* Exercise brief
Copy the rows below from the very start through the line containing "x=156, y=122", including that line, and leave out the pictures.

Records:
--

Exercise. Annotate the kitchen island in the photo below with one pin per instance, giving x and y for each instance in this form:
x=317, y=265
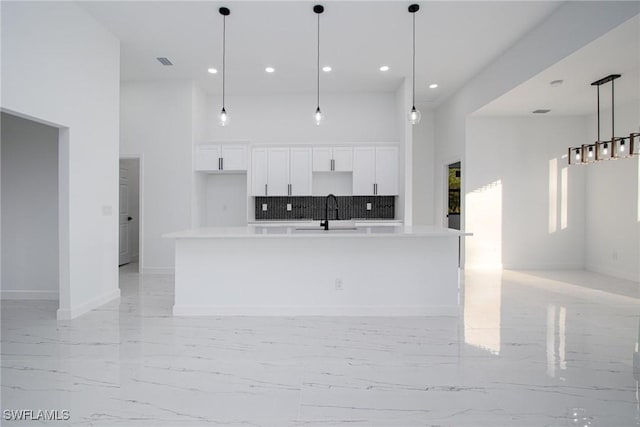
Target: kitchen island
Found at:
x=305, y=270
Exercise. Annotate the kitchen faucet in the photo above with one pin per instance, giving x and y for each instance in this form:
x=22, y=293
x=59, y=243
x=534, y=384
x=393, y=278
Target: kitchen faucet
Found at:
x=325, y=223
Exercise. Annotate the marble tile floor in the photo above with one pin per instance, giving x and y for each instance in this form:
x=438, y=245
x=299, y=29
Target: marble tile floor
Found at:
x=527, y=349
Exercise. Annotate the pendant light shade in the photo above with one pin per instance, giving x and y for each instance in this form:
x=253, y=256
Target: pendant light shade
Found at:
x=414, y=114
x=318, y=115
x=223, y=117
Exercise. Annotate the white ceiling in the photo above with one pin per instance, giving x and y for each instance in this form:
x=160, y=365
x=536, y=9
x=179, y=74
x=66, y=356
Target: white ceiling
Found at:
x=617, y=52
x=454, y=40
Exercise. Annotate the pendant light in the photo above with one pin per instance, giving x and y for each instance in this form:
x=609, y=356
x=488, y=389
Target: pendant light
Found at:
x=318, y=116
x=224, y=117
x=614, y=148
x=414, y=114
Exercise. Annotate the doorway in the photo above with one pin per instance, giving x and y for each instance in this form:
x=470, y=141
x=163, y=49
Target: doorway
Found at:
x=454, y=207
x=30, y=193
x=129, y=212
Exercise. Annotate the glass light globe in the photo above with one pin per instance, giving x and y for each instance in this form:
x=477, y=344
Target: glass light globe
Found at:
x=414, y=116
x=318, y=117
x=223, y=117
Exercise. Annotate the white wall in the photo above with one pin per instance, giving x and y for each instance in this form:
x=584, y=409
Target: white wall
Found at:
x=423, y=169
x=133, y=168
x=225, y=199
x=79, y=92
x=525, y=205
x=30, y=209
x=613, y=202
x=288, y=118
x=568, y=28
x=156, y=122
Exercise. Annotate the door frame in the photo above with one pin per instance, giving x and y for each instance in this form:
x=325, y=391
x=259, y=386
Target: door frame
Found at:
x=140, y=159
x=444, y=220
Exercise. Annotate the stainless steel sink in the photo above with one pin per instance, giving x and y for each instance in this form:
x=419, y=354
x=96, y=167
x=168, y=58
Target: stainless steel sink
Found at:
x=331, y=229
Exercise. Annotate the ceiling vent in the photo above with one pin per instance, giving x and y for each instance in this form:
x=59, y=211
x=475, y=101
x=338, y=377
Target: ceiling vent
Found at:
x=164, y=61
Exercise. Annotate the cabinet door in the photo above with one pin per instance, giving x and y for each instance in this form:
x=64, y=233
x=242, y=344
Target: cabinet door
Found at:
x=301, y=167
x=234, y=157
x=259, y=172
x=343, y=159
x=206, y=157
x=364, y=164
x=278, y=171
x=387, y=171
x=322, y=159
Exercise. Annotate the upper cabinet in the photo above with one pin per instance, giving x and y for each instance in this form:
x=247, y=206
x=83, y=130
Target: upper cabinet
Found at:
x=375, y=171
x=221, y=158
x=327, y=159
x=281, y=171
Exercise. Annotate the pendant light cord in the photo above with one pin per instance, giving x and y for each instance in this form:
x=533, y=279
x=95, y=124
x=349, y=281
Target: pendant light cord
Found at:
x=413, y=101
x=613, y=106
x=224, y=51
x=318, y=67
x=598, y=113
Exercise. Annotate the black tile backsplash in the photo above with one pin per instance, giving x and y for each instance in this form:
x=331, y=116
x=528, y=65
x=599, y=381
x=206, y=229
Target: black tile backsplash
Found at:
x=312, y=207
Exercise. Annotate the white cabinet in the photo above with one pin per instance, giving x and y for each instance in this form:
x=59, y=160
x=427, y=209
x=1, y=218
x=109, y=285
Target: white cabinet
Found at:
x=221, y=157
x=278, y=171
x=300, y=172
x=327, y=159
x=281, y=171
x=259, y=172
x=375, y=171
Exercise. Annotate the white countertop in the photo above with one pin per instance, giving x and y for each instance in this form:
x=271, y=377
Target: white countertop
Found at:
x=258, y=231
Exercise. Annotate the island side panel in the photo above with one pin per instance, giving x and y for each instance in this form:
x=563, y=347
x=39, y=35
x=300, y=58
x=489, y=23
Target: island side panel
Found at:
x=317, y=276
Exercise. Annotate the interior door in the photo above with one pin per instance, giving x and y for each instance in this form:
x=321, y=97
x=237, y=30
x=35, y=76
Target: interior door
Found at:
x=124, y=217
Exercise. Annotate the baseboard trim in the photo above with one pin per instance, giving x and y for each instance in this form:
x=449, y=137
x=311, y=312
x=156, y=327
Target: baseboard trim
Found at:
x=543, y=266
x=68, y=314
x=29, y=295
x=296, y=311
x=158, y=270
x=618, y=274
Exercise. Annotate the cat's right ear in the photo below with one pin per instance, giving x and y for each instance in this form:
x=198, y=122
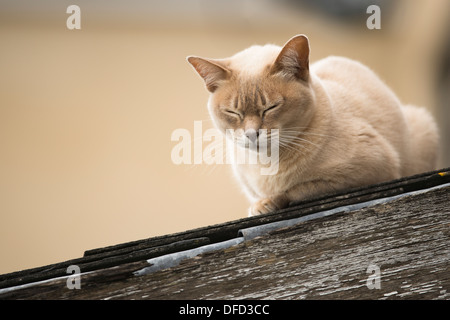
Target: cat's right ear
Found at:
x=293, y=60
x=212, y=71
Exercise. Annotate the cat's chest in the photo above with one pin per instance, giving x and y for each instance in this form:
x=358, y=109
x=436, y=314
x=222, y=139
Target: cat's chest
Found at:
x=263, y=183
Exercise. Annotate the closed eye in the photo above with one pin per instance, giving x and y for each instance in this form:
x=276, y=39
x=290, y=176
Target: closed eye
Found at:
x=233, y=113
x=270, y=108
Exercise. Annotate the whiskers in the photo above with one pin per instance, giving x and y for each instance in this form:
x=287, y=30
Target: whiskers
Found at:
x=295, y=139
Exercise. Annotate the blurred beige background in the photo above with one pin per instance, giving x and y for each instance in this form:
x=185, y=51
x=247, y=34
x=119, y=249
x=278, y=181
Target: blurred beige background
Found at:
x=86, y=115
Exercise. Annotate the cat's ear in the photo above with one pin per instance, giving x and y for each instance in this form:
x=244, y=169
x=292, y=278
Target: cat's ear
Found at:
x=293, y=60
x=212, y=71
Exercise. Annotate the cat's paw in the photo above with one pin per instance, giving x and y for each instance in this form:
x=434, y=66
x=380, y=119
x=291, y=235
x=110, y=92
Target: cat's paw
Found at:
x=261, y=207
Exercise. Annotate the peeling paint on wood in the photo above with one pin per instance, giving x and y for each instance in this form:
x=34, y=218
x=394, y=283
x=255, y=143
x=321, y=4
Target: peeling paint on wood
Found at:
x=408, y=239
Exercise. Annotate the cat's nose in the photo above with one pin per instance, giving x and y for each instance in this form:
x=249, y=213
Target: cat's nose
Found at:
x=252, y=135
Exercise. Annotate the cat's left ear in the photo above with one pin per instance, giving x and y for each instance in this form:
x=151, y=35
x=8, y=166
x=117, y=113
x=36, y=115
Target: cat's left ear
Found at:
x=293, y=60
x=212, y=71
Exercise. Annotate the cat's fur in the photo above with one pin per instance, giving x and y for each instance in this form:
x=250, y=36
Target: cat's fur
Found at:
x=339, y=125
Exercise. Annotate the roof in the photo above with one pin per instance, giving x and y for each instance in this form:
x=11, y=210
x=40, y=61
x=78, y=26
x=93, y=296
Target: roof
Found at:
x=385, y=241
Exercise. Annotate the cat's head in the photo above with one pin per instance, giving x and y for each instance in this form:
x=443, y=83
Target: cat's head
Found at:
x=259, y=89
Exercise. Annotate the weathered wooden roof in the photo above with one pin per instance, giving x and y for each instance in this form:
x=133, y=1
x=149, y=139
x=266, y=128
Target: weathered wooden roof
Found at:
x=390, y=240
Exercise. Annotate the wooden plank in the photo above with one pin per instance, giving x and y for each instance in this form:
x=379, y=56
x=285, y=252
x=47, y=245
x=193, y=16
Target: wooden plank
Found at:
x=408, y=239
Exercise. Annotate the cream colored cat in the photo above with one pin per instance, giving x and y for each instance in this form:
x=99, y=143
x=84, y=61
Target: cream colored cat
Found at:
x=339, y=126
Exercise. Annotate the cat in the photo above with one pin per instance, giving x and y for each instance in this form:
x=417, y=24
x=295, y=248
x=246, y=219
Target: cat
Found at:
x=338, y=125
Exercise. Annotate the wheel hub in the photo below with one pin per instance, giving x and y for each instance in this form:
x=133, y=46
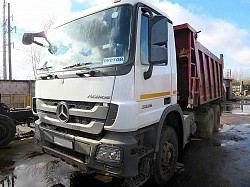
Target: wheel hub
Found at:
x=2, y=131
x=167, y=156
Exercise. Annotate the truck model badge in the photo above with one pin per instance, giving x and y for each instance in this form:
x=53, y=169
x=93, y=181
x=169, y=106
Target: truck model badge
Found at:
x=98, y=96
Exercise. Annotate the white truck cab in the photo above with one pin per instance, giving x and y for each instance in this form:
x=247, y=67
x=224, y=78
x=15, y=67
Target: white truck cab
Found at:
x=106, y=96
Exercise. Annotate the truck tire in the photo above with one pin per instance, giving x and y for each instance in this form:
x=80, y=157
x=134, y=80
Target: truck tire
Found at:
x=210, y=123
x=7, y=130
x=216, y=110
x=166, y=158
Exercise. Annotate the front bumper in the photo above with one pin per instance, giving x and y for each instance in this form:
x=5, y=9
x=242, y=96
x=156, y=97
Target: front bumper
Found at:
x=81, y=151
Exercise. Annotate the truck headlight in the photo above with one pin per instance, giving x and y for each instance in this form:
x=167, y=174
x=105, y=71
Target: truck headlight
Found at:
x=109, y=154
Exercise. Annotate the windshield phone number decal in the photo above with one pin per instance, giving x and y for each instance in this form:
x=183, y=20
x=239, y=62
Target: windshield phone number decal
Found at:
x=113, y=60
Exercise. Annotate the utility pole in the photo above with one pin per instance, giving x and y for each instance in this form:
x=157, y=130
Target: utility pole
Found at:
x=4, y=43
x=9, y=43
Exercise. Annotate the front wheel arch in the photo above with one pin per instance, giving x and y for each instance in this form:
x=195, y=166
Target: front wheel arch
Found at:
x=169, y=113
x=164, y=164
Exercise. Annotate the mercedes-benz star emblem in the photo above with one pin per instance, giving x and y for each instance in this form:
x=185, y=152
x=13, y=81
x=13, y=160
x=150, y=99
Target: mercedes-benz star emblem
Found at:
x=62, y=112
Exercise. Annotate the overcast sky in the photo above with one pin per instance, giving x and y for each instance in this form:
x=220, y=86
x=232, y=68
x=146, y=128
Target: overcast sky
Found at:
x=223, y=24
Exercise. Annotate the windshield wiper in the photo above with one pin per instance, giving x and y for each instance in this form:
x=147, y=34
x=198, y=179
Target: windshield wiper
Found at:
x=28, y=38
x=91, y=73
x=78, y=65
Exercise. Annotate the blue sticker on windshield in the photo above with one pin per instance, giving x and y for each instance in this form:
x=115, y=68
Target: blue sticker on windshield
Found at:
x=114, y=15
x=113, y=60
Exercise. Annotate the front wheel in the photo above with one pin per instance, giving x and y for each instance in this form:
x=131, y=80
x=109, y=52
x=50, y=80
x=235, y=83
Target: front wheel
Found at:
x=166, y=158
x=7, y=130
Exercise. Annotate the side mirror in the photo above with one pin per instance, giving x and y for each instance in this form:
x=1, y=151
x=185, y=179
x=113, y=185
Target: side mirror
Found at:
x=28, y=38
x=158, y=38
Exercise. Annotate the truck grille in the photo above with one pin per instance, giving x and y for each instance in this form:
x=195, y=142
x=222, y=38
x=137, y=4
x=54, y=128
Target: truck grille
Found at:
x=82, y=116
x=73, y=104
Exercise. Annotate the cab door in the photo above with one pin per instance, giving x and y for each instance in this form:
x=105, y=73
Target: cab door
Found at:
x=154, y=94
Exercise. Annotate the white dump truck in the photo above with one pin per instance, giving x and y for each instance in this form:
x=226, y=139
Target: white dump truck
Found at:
x=122, y=91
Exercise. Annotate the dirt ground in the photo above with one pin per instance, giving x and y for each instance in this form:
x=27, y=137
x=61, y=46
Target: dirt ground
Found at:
x=222, y=161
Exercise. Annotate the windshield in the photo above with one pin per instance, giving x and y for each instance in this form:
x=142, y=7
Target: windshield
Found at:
x=97, y=40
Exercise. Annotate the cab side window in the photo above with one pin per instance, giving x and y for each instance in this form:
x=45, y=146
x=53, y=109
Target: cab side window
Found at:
x=144, y=41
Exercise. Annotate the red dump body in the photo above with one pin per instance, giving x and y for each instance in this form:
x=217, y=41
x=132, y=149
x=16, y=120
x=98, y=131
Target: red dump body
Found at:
x=200, y=72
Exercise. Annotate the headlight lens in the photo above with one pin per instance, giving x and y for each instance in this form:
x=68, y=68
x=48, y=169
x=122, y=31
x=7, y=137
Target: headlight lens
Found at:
x=109, y=154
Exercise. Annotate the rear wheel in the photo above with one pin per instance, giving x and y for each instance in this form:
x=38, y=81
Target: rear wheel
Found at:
x=166, y=157
x=7, y=130
x=216, y=110
x=210, y=123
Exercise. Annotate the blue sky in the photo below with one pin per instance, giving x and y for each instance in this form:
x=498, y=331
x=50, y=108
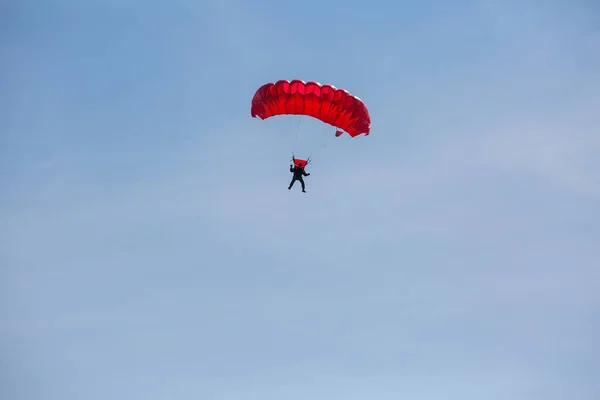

--

* Worked answer
Exercise. Annotate the kitchen island in the photo below with one pin per instance, giving x and y for each instance in this form:
x=317, y=265
Target: kitchen island
Found at:
x=305, y=270
Exercise. Annotate the kitchen faucet in the photo above with one pin per instance, giving x and y for each instance in this form:
x=22, y=293
x=59, y=243
x=534, y=384
x=393, y=278
Target: kitchen faucet
Found at:
x=325, y=223
Exercise. Annotate the marble tile floor in the photo above with one pin per instance, giving x and y for each instance in this form:
x=438, y=245
x=299, y=29
Target: marble tile floor
Found at:
x=527, y=349
Exercise. Annotate the pendant light shade in the photo above with one pin per instance, giving x and y for each instance in this form:
x=253, y=256
Target: pendant light shade
Found at:
x=414, y=114
x=318, y=115
x=223, y=117
Exercise. Annotate the white ceiling in the photo above with one pin per instance, giving x and y for each instance in this form:
x=160, y=365
x=536, y=9
x=179, y=74
x=66, y=356
Target: white ceiling
Found at:
x=617, y=52
x=454, y=40
Exercise. Annotate the pendant light in the photo above with one pin per instance, giving x and y for each instance in this form:
x=609, y=356
x=488, y=389
Target: pendant light
Found at:
x=318, y=116
x=224, y=117
x=614, y=148
x=414, y=114
Exercise. Annotate the doorway in the photo above with one pin per instance, giving x and y for each instance in this form:
x=470, y=141
x=163, y=49
Target: doorway
Found at:
x=454, y=207
x=30, y=193
x=129, y=212
Exercise. Annotate the glass light globe in the photo above with one pin per instance, giving x and y for each instance in this form:
x=477, y=344
Target: glass light globe
Found at:
x=414, y=116
x=318, y=117
x=223, y=117
Exercise. Annotate the white wall in the photo above with one pin per instance, giving x and y for each instance in this form:
x=584, y=409
Target: white wall
Found at:
x=423, y=169
x=133, y=168
x=225, y=199
x=79, y=92
x=525, y=205
x=30, y=209
x=613, y=202
x=288, y=118
x=568, y=28
x=156, y=122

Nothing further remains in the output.